== Activity A ==
In the Springfield Hospital article, how much does the hospital plan to repay the State of Vermont, and over what period?
== Activity B ==
Retype part of the Springfield Hospital article, starting with "By Patrick Adrian" and going on through "of fiscal manageability.".
== Activity C ==
Rewrite the paragraph of the Springfield Hospital article that begins "Under Halstead, the hospital announced" as a short list of its main facts.

== Passage provided ==
####################
By Patrick Adrian [email protected]
SPRINGFIELD, Vt. — Springfield Medical Care Systems (SMCS) and Springfield Hospital have been cleared to exit Chapter 11 bankruptcy after an 18-month process to adjust the organizations’ debt and restore their health care operations to a level of fiscal manageability.
The U.S. Bankruptcy Court for the District of Vermont confirmed Thursday the Chapter 11 reorganization plans for SMCS and Springfield Hospital, allowing the health care providers to exit bankruptcy and begin their plan to pay down their outstanding debt.
“We are very pleased with having the ability now to be exiting Chapter11 much stronger financially than we were when we began,” Springfield Hospital Interim CEO Michael Halstead told the Eagle Times on Friday. “It’s a wonderful situation to be in for both the organization and the community.”
Springfield Hospital and Springfield Medical Care Systems filed for Chapter 11 in June 2019 after the organizations accumulated $14 million in debt during the two years prior to Halstead’s arrival.
Halstead’s company, Quorum Health Resources, took over Springfield Hospital in January 2019.
Under Halstead, the hospital announced plans to reduce the hospital’s annual spending by $6.5 million to align the hospital’s operating costs with its revenues. During that time the hospital reduced its staff by 30 people, passed across-the-board pay cuts for management and hourly staff and closed the hospital’s birthing center and partnered with Brattleboro Memorial Hospital for child delivery services.
This restructuring plan was key in showing the courts that the hospital could manage its operations, services and expenses in a way to enable the hospital to generate sustainable revenue going forward, according to Halstead.
The plan expects to allow the hospital to maintain its current operations and services while paying off remaining debt to the hospital’s two major creditors. incrementally pay down its debts to its two major creditors, Centers for Medicaid and Medicare Services (CMS) and the state of Vermont.
Springfield Hospital plans to repay $4 million to CMS, who overpaid the hospital in reimbursements in 2019, over the next five years at a 2% interest rate.
The hospital will repay $5 million to the State of Vermont over the next 10 years with 2% interest.
The reorganization plan also severs the previous legal ties between Springfield Hospital and Springfield Medical Care Systems and establishes each as its own organization. However, the change in corporate structure does not expect to change the quality of patient care or partnering roles between the two entities, according to hospital officials.
“The two organizations will continue to work in close collaboration,” said Joshua Dufresne, acting chief executive officer for Springfield Medical Care Systems. “Primary care will continue to be available in the communities currently served by SMCS… Vision and dental services will also continue. The primary care network will work closely with Springfield Hospital as it has in the past, accessing a range of services including emergency care, specialty care, surgery, inpatient care and outpatient testing.”
####################
== Records shown ==

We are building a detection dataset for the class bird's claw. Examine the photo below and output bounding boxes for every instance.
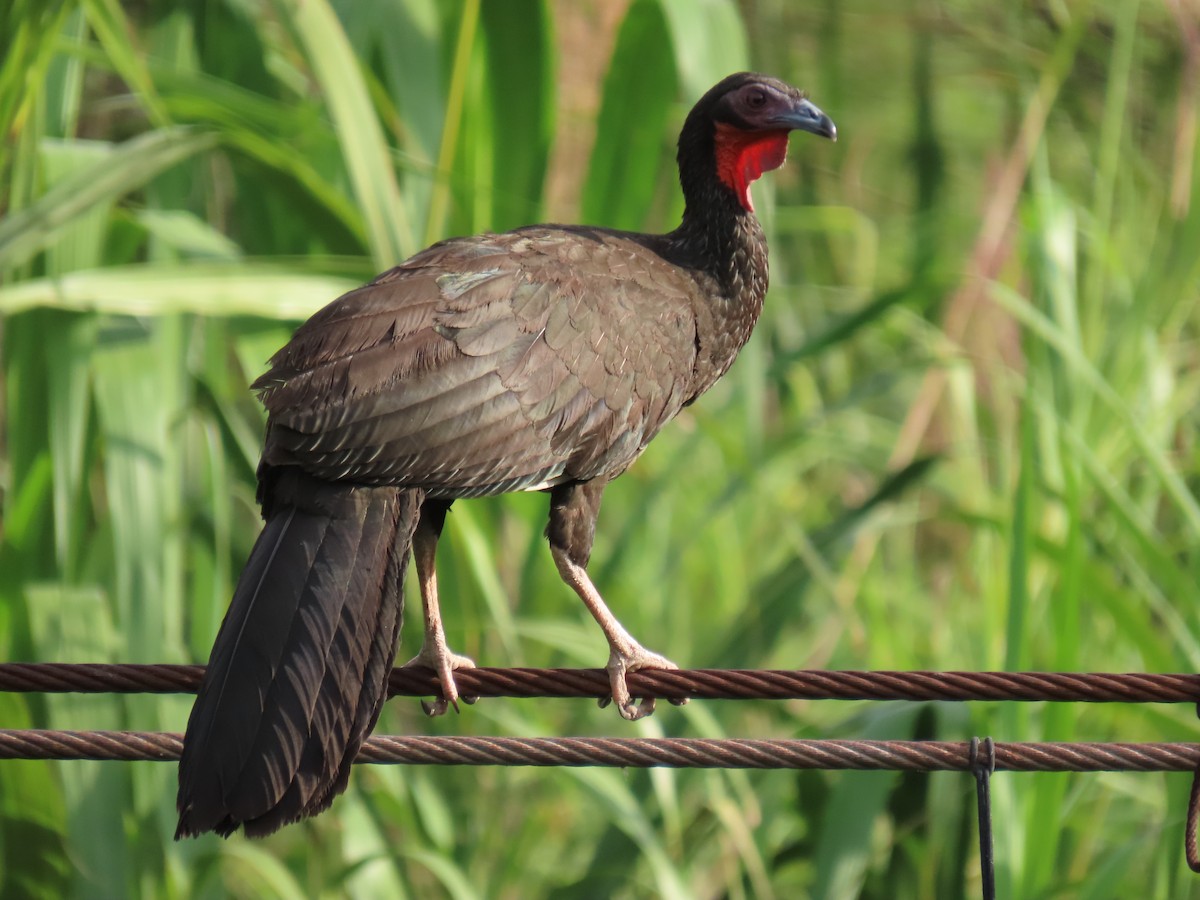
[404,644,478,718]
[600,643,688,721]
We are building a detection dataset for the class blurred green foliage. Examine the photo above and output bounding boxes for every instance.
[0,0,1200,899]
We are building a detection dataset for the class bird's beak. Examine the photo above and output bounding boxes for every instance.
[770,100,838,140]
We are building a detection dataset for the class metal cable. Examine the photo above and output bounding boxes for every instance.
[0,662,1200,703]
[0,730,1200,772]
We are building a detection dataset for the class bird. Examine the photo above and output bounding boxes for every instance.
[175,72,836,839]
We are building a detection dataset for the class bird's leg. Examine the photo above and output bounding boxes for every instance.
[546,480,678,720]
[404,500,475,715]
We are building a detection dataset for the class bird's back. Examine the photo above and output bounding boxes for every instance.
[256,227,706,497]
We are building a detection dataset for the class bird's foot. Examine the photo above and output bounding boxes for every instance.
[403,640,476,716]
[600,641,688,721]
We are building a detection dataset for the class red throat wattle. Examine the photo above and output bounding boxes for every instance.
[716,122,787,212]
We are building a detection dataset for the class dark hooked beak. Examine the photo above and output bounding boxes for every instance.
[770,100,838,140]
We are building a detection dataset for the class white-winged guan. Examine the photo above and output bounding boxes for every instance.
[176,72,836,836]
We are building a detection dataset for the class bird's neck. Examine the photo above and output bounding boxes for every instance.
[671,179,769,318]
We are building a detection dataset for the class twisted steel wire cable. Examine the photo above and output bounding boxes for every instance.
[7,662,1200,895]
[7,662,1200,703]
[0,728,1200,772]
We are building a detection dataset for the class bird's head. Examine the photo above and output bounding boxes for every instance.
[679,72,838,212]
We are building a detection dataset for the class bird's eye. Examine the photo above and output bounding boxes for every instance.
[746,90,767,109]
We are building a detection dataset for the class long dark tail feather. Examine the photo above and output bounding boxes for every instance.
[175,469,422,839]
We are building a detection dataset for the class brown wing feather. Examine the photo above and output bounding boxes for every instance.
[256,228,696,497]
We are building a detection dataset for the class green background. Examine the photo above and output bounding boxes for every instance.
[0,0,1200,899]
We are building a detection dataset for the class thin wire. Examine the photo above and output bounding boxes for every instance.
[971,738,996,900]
####################
== Exercise output A ==
$5 million over the next 10 years, with 2% interest.

== Exercise output B ==
By Patrick Adrian [email protected]
SPRINGFIELD, Vt. — Springfield Medical Care Systems (SMCS) and Springfield Hospital have been cleared to exit Chapter 11 bankruptcy after an 18-month process to adjust the organizations’ debt and restore their health care operations to a level of fiscal manageability.

== Exercise output C ==
- Planned to cut annual spending by $6.5 million to align operating costs with revenues
- Reduced staff by 30 people
- Passed across-the-board pay cuts for management and hourly staff
- Closed the birthing center and partnered with Brattleboro Memorial Hospital for child delivery services